# [Instructions for the task]
Would you output the entries below only from the line containing "Need: a marker for each instance of the goat ear" through the line containing "Target: goat nose", exactly as they stand and with both ends included?

# [Source records]
• • • •

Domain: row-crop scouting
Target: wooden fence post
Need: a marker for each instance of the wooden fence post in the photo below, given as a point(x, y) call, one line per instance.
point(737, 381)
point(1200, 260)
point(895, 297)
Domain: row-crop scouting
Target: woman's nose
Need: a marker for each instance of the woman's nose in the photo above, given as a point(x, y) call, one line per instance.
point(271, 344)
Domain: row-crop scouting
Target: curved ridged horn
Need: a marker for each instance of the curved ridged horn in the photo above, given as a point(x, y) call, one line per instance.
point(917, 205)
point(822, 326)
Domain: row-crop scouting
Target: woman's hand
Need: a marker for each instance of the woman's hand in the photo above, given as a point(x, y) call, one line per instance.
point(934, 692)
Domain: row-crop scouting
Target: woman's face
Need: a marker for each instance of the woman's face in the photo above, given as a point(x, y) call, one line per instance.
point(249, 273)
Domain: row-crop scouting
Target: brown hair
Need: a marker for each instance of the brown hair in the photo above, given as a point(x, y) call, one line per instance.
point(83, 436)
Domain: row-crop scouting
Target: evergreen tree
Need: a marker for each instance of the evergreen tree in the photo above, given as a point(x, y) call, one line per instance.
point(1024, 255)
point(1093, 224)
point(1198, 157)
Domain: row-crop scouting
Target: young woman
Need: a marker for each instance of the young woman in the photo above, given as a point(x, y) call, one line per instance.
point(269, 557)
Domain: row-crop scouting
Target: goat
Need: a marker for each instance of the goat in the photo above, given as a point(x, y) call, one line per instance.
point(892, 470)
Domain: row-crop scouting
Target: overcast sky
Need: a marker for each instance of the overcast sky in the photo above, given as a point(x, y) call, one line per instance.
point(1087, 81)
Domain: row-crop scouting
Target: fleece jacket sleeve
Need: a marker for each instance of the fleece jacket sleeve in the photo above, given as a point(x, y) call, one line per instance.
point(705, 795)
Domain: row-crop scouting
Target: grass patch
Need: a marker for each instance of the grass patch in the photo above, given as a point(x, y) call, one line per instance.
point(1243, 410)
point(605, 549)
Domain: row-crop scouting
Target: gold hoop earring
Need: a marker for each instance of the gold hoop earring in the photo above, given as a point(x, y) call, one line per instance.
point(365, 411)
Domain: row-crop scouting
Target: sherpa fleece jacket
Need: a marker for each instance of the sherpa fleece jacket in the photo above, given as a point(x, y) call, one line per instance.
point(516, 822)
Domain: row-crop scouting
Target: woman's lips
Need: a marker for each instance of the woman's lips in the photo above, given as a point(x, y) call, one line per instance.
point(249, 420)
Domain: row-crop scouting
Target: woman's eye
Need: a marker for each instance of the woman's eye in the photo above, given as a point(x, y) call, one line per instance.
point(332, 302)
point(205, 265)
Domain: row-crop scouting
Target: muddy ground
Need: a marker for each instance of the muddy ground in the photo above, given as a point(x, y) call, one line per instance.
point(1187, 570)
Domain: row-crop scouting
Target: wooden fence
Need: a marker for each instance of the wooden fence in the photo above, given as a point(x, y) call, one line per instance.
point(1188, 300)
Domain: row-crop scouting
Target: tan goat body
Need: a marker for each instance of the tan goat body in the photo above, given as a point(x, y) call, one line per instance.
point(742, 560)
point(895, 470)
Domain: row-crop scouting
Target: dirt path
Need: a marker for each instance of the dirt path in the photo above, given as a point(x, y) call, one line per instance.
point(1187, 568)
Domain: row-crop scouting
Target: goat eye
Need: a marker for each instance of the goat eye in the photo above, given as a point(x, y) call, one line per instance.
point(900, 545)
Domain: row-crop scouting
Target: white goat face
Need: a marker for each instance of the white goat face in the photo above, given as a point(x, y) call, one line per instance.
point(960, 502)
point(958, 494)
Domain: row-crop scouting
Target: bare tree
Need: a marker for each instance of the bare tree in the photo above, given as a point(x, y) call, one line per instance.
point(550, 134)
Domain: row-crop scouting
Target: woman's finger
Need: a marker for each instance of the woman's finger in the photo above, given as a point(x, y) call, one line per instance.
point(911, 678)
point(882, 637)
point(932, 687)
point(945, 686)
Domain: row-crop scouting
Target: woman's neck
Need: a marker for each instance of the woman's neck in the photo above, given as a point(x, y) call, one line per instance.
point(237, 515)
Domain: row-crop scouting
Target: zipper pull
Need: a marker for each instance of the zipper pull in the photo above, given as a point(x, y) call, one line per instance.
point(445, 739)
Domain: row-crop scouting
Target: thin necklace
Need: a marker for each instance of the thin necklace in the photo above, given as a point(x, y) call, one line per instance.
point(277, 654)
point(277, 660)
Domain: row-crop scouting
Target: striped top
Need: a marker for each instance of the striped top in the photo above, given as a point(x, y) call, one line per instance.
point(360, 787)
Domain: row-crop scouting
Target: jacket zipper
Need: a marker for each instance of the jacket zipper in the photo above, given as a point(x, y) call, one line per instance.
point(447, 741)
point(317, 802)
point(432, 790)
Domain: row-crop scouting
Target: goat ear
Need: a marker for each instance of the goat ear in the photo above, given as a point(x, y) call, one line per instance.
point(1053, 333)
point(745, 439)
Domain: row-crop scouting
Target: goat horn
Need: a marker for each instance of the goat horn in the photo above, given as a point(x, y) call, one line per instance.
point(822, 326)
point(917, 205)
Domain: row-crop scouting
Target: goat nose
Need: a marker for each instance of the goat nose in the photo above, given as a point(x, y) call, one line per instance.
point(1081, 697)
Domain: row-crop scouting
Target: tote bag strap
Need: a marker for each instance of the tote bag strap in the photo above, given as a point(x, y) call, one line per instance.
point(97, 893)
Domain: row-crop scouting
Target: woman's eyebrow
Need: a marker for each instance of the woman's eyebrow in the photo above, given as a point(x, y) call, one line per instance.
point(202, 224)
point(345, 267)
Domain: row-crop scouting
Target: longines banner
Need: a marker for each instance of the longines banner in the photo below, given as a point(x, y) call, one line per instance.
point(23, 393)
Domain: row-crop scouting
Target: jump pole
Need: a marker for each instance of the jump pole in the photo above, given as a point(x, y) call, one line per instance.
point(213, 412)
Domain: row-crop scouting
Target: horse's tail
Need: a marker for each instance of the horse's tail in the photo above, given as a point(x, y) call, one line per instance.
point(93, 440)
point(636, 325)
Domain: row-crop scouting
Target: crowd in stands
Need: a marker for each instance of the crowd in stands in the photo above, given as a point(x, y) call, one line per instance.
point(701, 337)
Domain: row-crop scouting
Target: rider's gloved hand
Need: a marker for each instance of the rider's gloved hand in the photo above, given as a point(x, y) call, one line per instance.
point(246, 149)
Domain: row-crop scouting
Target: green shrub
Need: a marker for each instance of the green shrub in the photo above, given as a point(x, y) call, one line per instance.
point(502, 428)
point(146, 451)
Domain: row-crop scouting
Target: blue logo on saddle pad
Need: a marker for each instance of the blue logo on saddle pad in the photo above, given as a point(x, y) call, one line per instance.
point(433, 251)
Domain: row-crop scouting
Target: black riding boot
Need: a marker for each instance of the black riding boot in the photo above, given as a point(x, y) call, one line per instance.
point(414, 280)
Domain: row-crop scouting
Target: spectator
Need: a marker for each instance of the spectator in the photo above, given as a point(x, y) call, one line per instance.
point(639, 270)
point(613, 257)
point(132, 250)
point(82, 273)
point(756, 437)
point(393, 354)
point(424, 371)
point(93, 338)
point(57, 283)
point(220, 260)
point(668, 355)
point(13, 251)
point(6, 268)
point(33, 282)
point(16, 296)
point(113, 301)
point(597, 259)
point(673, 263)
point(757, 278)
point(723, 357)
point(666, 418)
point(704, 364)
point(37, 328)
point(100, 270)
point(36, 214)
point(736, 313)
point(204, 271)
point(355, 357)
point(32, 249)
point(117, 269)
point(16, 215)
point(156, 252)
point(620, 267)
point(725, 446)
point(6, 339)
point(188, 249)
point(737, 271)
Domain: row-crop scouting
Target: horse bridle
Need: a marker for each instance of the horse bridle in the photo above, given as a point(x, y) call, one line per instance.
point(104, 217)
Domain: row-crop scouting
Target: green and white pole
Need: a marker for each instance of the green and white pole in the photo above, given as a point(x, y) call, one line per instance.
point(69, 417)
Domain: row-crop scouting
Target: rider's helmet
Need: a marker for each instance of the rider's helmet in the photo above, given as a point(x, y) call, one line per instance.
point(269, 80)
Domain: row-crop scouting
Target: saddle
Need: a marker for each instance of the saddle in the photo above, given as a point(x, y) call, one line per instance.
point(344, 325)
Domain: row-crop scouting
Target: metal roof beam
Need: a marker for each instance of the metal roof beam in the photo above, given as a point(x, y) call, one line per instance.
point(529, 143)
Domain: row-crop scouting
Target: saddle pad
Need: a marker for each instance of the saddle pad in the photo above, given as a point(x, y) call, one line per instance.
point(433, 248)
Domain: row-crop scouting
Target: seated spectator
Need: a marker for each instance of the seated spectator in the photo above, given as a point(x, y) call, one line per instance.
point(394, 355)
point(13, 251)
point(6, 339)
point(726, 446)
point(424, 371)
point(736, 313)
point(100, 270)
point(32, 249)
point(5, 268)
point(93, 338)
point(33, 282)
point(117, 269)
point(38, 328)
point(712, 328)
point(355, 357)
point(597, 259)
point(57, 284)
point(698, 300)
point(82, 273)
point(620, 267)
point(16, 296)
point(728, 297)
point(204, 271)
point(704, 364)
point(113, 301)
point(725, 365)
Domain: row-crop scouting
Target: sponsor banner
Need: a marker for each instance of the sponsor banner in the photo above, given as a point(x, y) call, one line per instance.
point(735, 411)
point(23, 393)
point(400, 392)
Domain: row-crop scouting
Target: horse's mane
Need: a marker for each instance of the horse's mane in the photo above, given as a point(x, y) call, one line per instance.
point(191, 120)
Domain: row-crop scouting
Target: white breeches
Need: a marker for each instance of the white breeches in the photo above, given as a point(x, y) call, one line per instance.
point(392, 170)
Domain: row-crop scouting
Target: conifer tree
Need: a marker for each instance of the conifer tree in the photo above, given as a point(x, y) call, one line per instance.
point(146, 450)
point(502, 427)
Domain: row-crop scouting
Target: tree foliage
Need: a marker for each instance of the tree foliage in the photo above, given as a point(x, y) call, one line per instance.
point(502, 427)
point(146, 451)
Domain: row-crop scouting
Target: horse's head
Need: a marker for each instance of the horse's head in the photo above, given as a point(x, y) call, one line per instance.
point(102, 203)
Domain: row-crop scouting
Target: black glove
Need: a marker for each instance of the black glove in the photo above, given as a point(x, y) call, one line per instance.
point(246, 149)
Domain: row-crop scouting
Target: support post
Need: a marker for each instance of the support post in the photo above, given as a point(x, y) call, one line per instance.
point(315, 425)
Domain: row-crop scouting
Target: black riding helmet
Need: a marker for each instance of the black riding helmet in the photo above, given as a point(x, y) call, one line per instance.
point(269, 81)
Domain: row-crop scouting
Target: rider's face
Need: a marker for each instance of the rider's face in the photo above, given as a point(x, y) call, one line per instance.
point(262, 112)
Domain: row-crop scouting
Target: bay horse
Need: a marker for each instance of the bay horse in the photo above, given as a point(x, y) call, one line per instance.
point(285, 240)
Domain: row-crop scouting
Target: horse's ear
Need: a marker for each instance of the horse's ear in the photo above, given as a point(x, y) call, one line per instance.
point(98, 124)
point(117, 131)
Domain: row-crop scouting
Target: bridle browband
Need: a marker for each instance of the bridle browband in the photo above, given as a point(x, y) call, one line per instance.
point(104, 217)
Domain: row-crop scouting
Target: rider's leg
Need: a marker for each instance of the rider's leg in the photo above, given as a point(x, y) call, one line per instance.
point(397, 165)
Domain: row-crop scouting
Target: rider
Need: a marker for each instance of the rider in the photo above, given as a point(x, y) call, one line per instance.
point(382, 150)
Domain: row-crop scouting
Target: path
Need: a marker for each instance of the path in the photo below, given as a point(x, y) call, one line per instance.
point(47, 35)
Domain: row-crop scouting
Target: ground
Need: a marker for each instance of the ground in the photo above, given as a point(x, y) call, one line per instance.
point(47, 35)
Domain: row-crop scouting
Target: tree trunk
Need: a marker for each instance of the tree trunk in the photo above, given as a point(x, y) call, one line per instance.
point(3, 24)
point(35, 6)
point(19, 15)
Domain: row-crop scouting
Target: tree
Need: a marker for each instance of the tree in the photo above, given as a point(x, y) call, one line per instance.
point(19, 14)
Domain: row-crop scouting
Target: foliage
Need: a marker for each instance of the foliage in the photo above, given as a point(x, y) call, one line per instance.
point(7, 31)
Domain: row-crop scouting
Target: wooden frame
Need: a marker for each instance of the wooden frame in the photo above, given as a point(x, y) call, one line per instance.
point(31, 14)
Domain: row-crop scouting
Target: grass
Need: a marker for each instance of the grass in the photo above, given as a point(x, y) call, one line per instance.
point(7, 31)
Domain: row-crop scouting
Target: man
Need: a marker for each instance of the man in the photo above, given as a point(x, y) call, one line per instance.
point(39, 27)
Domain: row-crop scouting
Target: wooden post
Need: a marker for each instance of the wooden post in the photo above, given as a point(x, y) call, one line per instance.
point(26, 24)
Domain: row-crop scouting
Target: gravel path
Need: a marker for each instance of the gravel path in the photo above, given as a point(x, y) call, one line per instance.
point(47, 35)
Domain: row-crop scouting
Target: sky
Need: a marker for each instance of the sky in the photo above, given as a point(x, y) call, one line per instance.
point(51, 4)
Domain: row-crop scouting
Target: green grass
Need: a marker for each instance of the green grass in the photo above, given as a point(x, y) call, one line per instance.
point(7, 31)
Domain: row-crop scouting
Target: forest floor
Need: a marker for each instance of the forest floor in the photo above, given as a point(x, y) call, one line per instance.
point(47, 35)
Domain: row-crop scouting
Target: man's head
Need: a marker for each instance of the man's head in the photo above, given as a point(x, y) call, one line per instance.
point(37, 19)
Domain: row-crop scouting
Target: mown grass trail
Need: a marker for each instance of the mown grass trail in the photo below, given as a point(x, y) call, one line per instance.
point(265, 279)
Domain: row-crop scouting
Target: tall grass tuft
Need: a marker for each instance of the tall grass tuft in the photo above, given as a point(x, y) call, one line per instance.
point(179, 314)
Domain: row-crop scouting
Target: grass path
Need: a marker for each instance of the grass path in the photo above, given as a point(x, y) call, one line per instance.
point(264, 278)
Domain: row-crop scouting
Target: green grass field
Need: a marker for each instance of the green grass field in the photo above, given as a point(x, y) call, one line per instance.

• • • •

# [Output for this exercise]
Need: a marker for each instance of the goat ear in the photo above, given as a point(x, y) call, one line per instance.
point(1053, 333)
point(745, 439)
Domain: row-crop scouting
Target: goat horn
Need: a marker for each instance of the goat horn in the photo above, given as a point(x, y) call, one line per instance.
point(822, 326)
point(917, 205)
Domain: row-crop scouting
Target: goat nose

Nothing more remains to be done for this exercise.